TRECHO FORNECIDO
■ ■ ■ ■ ■

A mente humana pode ser surpreendente. Ao mesmo tempo em que é capaz de conceber os sonhos mais belos, também é capaz dos atos mais cruéis e egoístas para realizá-los. Em Dias Perfeitos, segundo livro do escritor carioca Raphael Montes, somos apresentados a essa antítese assustadora, mergulhando fundo na cabeça de um maníaco.
Téo é um universitário metódico que se vê obrigado a cuidar da mãe paralítica. Sem fazer questão de criar amizades, a vida dele se resume à faculdade de medicina e a dissecar cadáveres no laboratório. Porém tudo muda quando ele conhece Clarice em um churrasco no qual foi obrigado a comparecer. O jeito extrovertido e despreocupado da aspirante a roteirista de cinema o encanta e, de repente, ele se descobre apaixonado. Devido ao seu jeito estranho de tentar se aproximar da garota, ela acaba rejeitando-o. Mas Téo está determinado a conquistar Clarice e, para isso, ele tornará reais as cenas de um roteiro que está sendo escrito por ela, mesmo que isso envolva o uso da força. Assim começa uma relação de loucura, obsessão e violência.

■ ■ ■ ■ ■

MATERIAL FORNECIDO

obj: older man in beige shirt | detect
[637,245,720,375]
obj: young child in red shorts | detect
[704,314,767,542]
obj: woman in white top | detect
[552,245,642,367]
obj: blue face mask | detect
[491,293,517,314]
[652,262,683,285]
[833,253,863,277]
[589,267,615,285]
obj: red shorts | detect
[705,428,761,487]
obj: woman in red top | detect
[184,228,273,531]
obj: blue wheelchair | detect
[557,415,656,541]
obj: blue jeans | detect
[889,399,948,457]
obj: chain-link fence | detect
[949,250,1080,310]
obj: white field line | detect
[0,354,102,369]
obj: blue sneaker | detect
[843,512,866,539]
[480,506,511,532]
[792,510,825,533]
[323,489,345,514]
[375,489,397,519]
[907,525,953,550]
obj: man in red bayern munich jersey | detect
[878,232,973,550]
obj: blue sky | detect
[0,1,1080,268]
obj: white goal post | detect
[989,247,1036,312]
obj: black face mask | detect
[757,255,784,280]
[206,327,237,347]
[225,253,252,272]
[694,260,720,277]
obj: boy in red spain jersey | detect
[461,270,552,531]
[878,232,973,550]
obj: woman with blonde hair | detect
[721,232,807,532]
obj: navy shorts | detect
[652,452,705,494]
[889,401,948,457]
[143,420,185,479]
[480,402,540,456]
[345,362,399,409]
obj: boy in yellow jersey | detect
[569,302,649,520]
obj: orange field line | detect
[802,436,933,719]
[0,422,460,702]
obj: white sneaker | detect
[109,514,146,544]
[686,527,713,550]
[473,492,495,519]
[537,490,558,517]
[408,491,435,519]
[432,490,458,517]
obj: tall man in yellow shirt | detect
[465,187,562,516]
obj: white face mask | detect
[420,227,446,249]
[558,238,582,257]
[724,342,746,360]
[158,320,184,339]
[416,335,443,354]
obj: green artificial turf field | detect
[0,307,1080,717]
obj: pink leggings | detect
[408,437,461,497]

■ ■ ■ ■ ■

Devolva o trecho fornecido por inteiro, sem alterar nenhuma palavra nem a pontuação.

SUA RESPOSTA
A mente humana pode ser surpreendente. Ao mesmo tempo em que é capaz de conceber os sonhos mais belos, também é capaz dos atos mais cruéis e egoístas para realizá-los. Em Dias Perfeitos, segundo livro do escritor carioca Raphael Montes, somos apresentados a essa antítese assustadora, mergulhando fundo na cabeça de um maníaco.
Téo é um universitário metódico que se vê obrigado a cuidar da mãe paralítica. Sem fazer questão de criar amizades, a vida dele se resume à faculdade de medicina e a dissecar cadáveres no laboratório. Porém tudo muda quando ele conhece Clarice em um churrasco no qual foi obrigado a comparecer. O jeito extrovertido e despreocupado da aspirante a roteirista de cinema o encanta e, de repente, ele se descobre apaixonado. Devido ao seu jeito estranho de tentar se aproximar da garota, ela acaba rejeitando-o. Mas Téo está determinado a conquistar Clarice e, para isso, ele tornará reais as cenas de um roteiro que está sendo escrito por ela, mesmo que isso envolva o uso da força. Assim começa uma relação de loucura, obsessão e violência.